_WHAT IS NEEDED:_
Find "of the hazy" in the data, then restate the line it sits in and every later line word for word, ending with the last line.

_RECORD EXTRACTS:_
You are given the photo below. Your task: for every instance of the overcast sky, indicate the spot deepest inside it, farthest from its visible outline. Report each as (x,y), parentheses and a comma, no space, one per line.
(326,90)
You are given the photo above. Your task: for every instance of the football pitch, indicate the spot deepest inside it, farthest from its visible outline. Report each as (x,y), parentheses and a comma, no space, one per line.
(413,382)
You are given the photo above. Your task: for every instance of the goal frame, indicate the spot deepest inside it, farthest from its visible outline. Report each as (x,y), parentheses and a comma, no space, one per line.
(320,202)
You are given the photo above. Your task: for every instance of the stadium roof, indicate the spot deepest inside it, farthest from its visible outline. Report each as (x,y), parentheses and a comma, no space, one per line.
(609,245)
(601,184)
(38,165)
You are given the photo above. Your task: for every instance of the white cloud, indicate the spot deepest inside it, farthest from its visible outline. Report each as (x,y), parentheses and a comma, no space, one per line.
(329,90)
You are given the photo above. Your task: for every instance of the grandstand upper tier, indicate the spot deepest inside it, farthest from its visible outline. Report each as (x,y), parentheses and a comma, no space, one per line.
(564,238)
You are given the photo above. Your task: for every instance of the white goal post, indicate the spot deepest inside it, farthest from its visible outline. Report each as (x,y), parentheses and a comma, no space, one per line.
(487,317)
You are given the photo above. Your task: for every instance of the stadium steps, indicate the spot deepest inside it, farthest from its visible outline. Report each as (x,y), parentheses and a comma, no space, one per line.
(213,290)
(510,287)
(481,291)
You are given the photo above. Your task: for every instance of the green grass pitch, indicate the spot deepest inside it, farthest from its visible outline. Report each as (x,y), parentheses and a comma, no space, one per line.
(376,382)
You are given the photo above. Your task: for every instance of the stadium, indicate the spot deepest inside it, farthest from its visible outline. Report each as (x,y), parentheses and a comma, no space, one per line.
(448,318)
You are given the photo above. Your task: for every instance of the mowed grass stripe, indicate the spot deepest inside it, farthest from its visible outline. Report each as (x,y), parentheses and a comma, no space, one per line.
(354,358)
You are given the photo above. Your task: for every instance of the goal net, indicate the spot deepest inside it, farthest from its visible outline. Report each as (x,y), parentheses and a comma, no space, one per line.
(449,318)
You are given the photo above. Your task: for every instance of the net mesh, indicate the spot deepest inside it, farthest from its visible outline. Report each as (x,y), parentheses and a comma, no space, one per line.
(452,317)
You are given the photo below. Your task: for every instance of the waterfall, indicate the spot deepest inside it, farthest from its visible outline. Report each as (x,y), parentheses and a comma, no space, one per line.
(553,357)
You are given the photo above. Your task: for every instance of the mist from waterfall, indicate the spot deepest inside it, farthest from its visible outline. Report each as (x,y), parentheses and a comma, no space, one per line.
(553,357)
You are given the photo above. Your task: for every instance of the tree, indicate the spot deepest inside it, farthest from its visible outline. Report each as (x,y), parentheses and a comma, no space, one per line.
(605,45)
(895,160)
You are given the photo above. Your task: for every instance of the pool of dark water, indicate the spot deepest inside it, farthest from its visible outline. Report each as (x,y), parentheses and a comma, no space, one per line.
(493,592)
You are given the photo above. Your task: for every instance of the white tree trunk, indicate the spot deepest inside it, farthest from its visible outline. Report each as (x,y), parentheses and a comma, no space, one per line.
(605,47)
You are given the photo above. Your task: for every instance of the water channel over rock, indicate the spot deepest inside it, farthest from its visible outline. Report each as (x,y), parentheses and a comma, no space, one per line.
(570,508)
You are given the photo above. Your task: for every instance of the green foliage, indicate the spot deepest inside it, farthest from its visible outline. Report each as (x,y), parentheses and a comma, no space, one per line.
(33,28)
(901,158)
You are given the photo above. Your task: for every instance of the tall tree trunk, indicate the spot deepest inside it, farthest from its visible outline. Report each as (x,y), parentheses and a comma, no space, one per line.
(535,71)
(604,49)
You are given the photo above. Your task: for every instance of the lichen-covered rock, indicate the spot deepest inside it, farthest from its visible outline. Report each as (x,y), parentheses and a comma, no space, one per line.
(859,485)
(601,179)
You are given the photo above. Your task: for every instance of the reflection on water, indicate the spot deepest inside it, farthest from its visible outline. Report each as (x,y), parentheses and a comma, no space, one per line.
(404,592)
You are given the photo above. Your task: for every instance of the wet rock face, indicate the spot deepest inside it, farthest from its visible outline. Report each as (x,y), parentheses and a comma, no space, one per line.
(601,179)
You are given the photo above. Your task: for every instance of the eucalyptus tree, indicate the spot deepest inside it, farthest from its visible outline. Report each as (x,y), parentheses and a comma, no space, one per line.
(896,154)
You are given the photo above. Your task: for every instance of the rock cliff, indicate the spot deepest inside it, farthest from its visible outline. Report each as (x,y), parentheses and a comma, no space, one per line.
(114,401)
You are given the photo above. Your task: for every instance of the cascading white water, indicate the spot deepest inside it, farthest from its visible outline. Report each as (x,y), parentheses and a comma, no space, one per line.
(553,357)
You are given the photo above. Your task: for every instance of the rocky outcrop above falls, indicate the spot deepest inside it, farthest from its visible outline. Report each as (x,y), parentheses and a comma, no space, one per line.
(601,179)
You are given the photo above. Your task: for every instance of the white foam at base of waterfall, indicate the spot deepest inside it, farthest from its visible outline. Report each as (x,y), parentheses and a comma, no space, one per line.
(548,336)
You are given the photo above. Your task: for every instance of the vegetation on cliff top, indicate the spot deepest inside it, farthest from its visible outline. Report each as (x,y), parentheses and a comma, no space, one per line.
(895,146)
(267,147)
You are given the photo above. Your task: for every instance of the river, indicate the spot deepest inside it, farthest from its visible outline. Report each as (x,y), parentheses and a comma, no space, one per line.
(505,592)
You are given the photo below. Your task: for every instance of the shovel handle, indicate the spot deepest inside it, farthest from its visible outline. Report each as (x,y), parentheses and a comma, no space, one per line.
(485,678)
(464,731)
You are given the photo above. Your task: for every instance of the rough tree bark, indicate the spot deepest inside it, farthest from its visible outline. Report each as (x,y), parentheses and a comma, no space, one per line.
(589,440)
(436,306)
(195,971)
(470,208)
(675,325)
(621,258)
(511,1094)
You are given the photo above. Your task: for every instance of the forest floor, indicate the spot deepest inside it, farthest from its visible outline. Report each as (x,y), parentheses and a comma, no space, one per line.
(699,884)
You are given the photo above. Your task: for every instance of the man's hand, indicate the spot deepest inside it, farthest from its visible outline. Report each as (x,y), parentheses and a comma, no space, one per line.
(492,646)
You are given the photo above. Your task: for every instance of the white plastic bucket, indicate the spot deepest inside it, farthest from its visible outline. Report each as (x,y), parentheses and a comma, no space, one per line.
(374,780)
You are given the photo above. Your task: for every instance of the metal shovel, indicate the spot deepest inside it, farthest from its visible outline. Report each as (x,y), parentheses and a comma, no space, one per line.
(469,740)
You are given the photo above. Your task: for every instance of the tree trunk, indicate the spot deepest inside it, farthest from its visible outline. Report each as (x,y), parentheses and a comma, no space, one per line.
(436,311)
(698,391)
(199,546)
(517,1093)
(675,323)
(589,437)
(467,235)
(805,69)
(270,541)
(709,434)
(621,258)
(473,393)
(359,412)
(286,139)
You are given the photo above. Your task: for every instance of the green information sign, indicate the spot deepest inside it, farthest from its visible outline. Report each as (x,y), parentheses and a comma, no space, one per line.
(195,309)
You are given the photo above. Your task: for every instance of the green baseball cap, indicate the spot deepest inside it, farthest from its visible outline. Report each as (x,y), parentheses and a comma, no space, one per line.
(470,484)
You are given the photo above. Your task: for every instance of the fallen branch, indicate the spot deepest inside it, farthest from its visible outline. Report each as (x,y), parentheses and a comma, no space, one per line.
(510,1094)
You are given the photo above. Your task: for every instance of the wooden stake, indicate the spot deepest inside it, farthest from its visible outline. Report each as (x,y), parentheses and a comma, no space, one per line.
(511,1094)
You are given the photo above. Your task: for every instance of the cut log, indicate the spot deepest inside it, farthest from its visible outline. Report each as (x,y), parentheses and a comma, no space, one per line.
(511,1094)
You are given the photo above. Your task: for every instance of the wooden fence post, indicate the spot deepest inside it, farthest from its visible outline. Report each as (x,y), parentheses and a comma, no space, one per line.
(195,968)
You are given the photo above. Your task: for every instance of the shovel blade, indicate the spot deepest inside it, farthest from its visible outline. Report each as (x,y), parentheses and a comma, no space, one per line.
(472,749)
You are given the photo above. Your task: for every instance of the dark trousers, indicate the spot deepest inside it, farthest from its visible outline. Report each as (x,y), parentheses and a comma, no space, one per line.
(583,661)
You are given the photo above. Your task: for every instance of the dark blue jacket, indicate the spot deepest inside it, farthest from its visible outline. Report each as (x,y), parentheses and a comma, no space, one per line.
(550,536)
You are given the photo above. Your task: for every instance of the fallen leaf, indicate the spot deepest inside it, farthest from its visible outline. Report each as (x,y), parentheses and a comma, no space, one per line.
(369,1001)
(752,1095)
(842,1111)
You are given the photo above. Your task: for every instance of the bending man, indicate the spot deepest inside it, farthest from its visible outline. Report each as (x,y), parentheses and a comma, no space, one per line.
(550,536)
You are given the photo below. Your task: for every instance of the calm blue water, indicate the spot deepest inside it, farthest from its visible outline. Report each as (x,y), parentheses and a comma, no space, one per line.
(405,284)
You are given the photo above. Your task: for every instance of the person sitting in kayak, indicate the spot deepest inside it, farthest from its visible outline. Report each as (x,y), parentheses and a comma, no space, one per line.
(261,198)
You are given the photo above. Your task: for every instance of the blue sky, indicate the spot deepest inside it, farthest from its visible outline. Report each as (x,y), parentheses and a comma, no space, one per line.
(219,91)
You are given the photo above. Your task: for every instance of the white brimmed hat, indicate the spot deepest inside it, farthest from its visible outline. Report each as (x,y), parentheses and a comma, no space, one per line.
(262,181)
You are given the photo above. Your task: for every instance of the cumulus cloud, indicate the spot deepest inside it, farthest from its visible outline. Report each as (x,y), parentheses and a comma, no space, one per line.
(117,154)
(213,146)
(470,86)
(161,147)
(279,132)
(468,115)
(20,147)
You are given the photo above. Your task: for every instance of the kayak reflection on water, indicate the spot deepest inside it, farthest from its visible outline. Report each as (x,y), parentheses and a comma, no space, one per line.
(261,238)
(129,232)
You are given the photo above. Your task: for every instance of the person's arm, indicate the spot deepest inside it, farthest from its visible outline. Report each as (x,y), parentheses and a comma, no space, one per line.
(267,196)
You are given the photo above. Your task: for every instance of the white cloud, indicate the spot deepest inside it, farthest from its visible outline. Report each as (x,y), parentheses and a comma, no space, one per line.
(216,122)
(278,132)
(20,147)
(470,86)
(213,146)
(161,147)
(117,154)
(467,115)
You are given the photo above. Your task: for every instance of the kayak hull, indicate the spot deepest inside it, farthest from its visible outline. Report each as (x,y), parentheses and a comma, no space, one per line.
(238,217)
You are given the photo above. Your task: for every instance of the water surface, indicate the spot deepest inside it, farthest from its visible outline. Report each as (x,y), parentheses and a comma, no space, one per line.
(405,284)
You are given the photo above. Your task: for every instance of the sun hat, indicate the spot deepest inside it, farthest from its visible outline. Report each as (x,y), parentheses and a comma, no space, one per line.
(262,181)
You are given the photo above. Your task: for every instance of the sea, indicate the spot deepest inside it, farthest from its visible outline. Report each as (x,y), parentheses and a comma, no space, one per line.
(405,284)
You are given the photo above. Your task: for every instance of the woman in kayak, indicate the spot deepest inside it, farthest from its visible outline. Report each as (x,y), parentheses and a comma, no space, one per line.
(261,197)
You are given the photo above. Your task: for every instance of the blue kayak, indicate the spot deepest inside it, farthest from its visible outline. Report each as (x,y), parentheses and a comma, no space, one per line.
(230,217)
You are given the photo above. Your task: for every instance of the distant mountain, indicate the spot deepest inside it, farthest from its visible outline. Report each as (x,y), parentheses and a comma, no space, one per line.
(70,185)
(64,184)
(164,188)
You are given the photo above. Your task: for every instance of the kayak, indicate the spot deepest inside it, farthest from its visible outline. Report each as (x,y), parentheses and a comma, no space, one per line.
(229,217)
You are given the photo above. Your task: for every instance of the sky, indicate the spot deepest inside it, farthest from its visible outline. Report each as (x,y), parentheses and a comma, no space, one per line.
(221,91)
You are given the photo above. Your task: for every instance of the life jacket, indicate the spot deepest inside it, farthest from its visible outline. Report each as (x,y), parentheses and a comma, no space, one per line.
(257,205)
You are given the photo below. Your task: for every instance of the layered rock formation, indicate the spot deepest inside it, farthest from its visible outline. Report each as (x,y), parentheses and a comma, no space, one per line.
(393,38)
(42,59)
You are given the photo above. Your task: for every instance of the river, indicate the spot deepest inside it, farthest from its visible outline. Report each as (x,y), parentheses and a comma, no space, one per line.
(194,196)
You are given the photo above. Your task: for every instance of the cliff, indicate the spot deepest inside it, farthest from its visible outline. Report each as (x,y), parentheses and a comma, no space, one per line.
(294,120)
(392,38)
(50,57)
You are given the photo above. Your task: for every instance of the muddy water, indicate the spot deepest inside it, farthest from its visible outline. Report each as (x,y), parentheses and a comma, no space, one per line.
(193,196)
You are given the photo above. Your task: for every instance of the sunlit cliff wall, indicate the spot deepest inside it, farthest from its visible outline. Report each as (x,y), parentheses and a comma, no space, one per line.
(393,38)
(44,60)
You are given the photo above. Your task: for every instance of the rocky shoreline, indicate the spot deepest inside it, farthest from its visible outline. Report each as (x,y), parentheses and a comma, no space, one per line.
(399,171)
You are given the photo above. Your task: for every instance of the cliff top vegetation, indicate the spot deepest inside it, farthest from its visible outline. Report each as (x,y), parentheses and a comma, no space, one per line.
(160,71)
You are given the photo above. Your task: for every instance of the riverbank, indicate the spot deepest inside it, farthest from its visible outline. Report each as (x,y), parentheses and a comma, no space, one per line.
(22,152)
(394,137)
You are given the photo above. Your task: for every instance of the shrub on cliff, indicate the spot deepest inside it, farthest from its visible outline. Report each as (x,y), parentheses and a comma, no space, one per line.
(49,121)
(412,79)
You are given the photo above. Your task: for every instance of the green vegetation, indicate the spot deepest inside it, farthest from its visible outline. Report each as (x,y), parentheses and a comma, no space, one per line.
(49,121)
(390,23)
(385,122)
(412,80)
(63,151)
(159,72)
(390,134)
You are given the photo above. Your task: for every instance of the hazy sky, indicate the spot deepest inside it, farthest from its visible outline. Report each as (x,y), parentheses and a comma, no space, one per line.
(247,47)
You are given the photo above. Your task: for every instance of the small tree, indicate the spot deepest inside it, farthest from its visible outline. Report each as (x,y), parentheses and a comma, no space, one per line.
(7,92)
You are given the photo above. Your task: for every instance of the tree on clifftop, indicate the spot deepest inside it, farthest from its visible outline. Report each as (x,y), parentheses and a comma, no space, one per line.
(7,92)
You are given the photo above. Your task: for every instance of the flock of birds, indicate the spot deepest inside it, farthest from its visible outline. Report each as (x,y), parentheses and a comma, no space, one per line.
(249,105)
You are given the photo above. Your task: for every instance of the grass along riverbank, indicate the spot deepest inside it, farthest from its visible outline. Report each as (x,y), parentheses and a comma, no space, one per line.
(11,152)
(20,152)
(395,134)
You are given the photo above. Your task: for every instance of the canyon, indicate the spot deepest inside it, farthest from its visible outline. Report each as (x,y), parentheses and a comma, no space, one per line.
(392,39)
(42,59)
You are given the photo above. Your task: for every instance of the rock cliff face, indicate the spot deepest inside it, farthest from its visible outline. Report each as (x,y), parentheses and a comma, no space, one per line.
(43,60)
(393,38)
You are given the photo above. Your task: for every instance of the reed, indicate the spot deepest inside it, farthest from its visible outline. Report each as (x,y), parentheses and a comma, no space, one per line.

_ANSWER FOR THE TASK:_
You are given the photo above. Your task: for every instance of the hazy sky, indicate the spot deepest inside it, farthest from its visible outline. Report each as (x,y), parentheses and a comma, no space, one per line.
(247,47)
You are given the photo above. Your task: for every instance of the small tree, indicate the spot deepest inside it, farthest from its visible outline. Report each as (x,y), parentheses and a comma, no space, one per line.
(7,92)
You are given the photo above. Your task: for every instance of the tree on clifftop, indicate the spot deepest inside it, farthest from its visible outline. Report each as (x,y), parentheses and a comma, no space, one per line.
(7,92)
You are given the photo above. Your task: for every instance of the flock of birds, indicate the spot deepest inside it, farthest from its visible outline. Report each as (x,y), parentheses and a comma, no space, one per line.
(249,105)
You are given the photo above. Your task: for every instance of the grass along riverbank, indicate the spot deepest inside it, farthest from its visible outline. Report each as (x,y), parentheses and a comma, no space, one per line.
(11,152)
(20,152)
(395,134)
You are given the photo above. Your task: for every instance of the canyon, indicate the spot deepest inside it, farthest from its visible outline. Report each as (x,y), parentheses and a comma, no space, one per line.
(392,39)
(42,59)
You are given the photo above. Your task: for every instance of the rock cliff face, indicate the spot deepest inside it, farthest from its visible outline. Report each as (x,y), parentheses and a comma, no space, one per line.
(43,60)
(393,38)
You are given the photo above. Your task: for every instance of the reed, indicate the spot deepest inside it, farthest from its visible outline. Report each as (x,y), parentheses and a comma, no space, one per line.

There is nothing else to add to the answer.